— BEGIN —

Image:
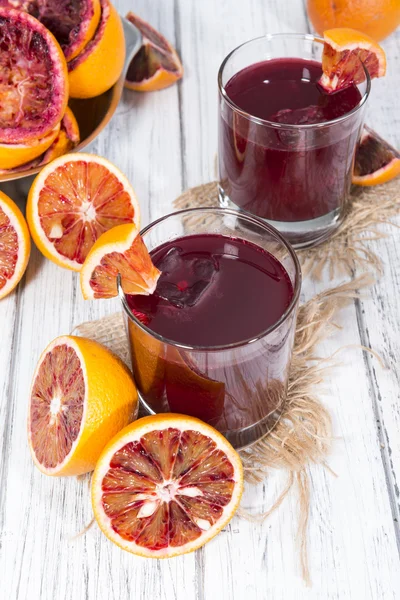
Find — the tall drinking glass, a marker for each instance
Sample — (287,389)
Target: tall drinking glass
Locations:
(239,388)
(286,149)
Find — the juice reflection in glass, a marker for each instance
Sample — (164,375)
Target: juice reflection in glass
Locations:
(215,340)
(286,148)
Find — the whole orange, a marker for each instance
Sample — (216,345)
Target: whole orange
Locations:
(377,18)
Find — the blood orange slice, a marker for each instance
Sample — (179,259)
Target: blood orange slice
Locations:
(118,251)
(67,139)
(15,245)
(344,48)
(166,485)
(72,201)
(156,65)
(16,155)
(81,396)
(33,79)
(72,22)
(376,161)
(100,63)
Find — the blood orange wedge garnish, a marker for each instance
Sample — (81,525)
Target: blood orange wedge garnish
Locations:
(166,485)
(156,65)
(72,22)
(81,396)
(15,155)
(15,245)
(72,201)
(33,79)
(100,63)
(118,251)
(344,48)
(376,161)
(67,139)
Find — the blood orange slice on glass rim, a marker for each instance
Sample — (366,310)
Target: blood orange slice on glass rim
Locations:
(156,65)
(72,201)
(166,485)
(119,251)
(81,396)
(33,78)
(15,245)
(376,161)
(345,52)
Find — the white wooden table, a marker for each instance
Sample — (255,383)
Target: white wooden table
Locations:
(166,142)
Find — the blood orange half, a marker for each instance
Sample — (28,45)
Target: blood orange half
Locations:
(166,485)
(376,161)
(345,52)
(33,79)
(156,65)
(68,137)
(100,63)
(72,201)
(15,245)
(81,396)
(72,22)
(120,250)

— END —
— BEGIN —

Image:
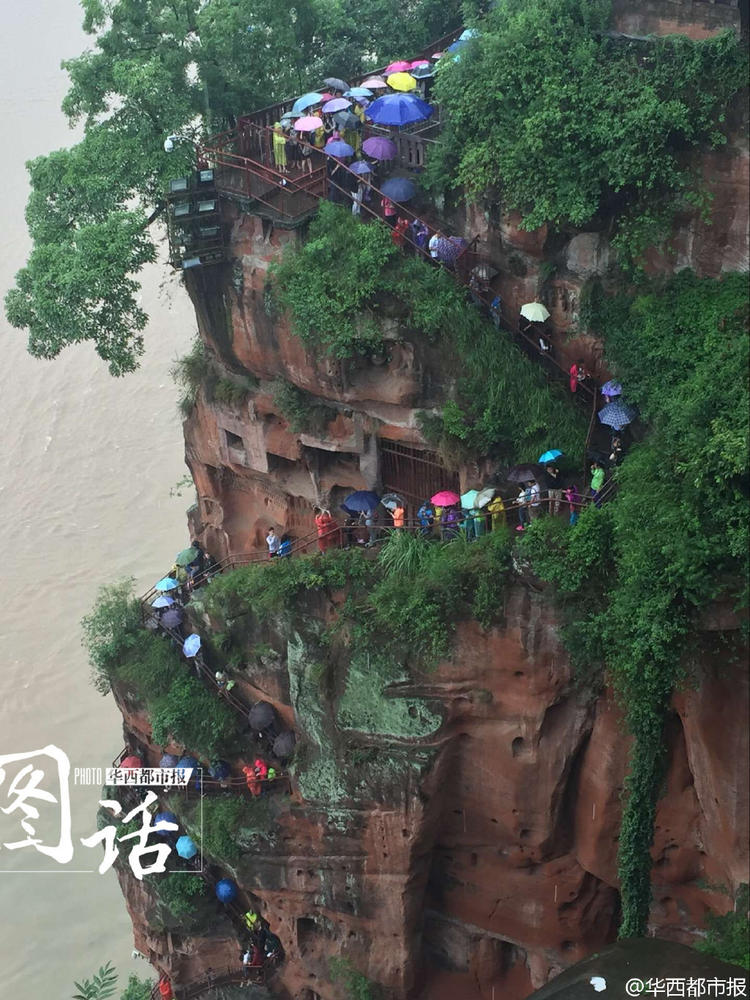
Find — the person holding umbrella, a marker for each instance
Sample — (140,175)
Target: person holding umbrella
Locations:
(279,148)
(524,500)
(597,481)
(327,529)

— END —

* _What is expected_: Gather every line of the material above that contains the word "instance".

* _Answer for this exercise_:
Find — the tall drinking glass, a marker for each instance
Find — the juice reflection in glass, a marker for each instance
Find — the whole orange, a marker for each instance
Find — the blood orange slice, a marker for each instance
Find — the blood orange wedge garnish, a marker for each instance
Find — the blood orange slice on glass rim, a marker for each instance
Find — the white wooden table, a marker for each instance
Find — the blood orange half, a marker for each instance
Find — the person holding umbrella, a marker for each instance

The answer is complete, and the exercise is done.